- Working data
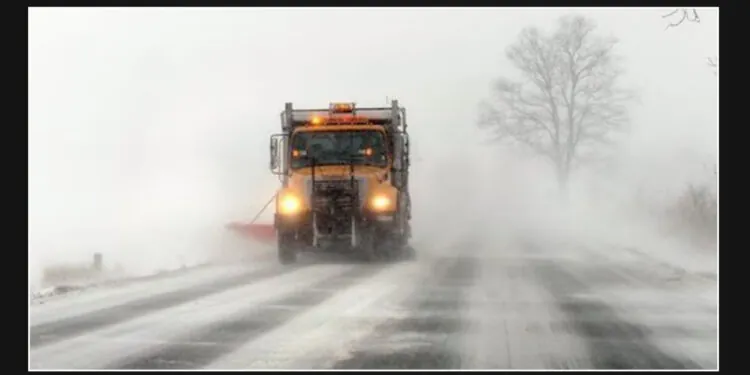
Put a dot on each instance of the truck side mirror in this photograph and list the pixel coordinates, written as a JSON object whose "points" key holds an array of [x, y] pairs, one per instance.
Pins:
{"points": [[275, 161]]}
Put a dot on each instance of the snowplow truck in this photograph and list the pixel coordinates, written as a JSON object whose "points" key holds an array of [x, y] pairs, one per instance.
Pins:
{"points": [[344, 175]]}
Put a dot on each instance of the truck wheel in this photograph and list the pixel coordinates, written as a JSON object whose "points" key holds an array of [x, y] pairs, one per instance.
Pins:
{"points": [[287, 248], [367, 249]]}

==

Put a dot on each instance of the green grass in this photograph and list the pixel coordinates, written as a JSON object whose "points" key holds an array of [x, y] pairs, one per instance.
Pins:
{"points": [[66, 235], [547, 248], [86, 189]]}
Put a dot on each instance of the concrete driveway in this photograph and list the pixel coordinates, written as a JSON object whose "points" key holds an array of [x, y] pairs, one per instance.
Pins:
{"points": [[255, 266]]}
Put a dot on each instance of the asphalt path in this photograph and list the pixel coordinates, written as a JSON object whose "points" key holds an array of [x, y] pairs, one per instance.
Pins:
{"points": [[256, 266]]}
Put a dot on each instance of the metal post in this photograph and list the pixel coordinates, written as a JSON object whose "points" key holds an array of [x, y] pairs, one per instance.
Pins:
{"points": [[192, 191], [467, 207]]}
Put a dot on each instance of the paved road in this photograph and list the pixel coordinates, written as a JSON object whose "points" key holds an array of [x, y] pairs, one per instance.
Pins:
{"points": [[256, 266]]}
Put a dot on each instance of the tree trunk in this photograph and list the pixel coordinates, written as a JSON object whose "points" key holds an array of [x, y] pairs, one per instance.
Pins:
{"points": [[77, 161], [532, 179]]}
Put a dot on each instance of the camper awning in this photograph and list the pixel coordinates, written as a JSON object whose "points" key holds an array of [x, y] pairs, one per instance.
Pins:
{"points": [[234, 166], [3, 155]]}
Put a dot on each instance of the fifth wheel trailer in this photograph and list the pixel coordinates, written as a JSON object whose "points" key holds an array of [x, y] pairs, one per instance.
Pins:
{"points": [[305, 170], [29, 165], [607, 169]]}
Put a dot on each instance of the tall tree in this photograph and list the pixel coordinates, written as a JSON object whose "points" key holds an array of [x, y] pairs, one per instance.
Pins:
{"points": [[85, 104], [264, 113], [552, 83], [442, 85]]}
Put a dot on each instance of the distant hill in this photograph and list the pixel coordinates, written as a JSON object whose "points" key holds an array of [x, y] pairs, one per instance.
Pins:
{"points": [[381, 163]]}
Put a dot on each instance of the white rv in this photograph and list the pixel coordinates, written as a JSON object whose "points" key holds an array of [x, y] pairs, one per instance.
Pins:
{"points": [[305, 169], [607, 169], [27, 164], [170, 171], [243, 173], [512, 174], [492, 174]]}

- Problem statement
Return, in full, each line of the rows above that contains the word "wheel".

- Exercise output
Put a dot on each instance of the truck wheel in this photograph and list the pixel coordinates, written as a JSON object whose "points" key holds an array of [x, y] pairs, one per instance.
Put a dot on each instance of the fifth wheel trailer in this photograph and list the pixel coordinates, written as a JSON object whose "points" key holds an array of [x, y] pairs, one per instance.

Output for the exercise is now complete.